Another thing is, I don't know if I can do this research by myself, or need
some other professionals/academicians and where to start.

Could you please provide more info or insight, if you have?

------
badrabbit
SOAR platforms and how ML can help is a good topic for you. (Check out
siemplify and demisto). No FOSS solutions to date for SOAR!

Cheap and good cross-platform endpoint security,reducing and simplifying the
overhead of managing endpoint security is also another.

Email security is also big but not as popular of a topic (again,no cheap or
foss solutions other than a DIY mess you hope management will accept).

I am personally interested and working around the area of methodical
approaches to blue teaming. MITRE's ATT&CK techniques have laid some basic
foundations. Different people or companies basically throw money on an
expensive solution(s) and even more expensive staff and basically put forth a
best effort use of tools and skills,which isn't bad but even with good threat
modelling,attackers will still find a way and typically you just throw darts
in the dark or use buest guess (or popular trends). Methodically defining
attacker techniques against your specific environment,threat hunting based on
attacker techniques,continually updating your tools+skills+processes will
allow for measurable increase in maturity and actual ability to find and
respond to attacks.

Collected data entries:
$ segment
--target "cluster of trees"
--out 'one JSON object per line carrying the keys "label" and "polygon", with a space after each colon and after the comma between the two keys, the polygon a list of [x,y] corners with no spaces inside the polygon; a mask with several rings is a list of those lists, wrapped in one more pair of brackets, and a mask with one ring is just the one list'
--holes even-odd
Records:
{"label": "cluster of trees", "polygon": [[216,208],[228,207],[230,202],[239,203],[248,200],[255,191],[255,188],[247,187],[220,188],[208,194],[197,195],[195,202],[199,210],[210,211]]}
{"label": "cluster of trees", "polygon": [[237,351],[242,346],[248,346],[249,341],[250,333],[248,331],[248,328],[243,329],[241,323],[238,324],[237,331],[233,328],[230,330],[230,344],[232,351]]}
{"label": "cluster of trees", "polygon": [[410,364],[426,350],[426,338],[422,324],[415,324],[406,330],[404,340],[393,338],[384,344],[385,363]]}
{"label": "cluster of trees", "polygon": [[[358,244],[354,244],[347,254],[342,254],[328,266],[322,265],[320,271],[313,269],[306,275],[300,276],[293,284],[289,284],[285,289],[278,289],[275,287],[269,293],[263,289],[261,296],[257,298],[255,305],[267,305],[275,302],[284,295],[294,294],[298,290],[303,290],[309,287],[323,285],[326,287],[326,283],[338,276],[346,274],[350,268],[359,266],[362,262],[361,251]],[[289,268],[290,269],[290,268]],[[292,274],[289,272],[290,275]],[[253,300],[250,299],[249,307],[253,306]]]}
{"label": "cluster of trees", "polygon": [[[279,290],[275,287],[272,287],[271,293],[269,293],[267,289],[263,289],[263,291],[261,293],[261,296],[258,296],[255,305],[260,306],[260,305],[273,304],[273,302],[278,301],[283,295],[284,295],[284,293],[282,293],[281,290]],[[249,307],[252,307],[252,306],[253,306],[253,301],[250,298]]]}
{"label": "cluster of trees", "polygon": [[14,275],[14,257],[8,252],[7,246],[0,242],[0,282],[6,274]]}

**EXERCISE AIM:**
Reproduce the part of the forum thread on security research topics that begins at the words "I am personally" and stops after the words "respond to attacks.".

**SOLUTION BELOW:**
I am personally interested and working around the area of methodical
approaches to blue teaming. MITRE's ATT&CK techniques have laid some basic
foundations. Different people or companies basically throw money on an
expensive solution(s) and even more expensive staff and basically put forth a
best effort use of tools and skills,which isn't bad but even with good threat
modelling,attackers will still find a way and typically you just throw darts
in the dark or use buest guess (or popular trends). Methodically defining
attacker techniques against your specific environment,threat hunting based on
attacker techniques,continually updating your tools+skills+processes will
allow for measurable increase in maturity and actual ability to find and
respond to attacks.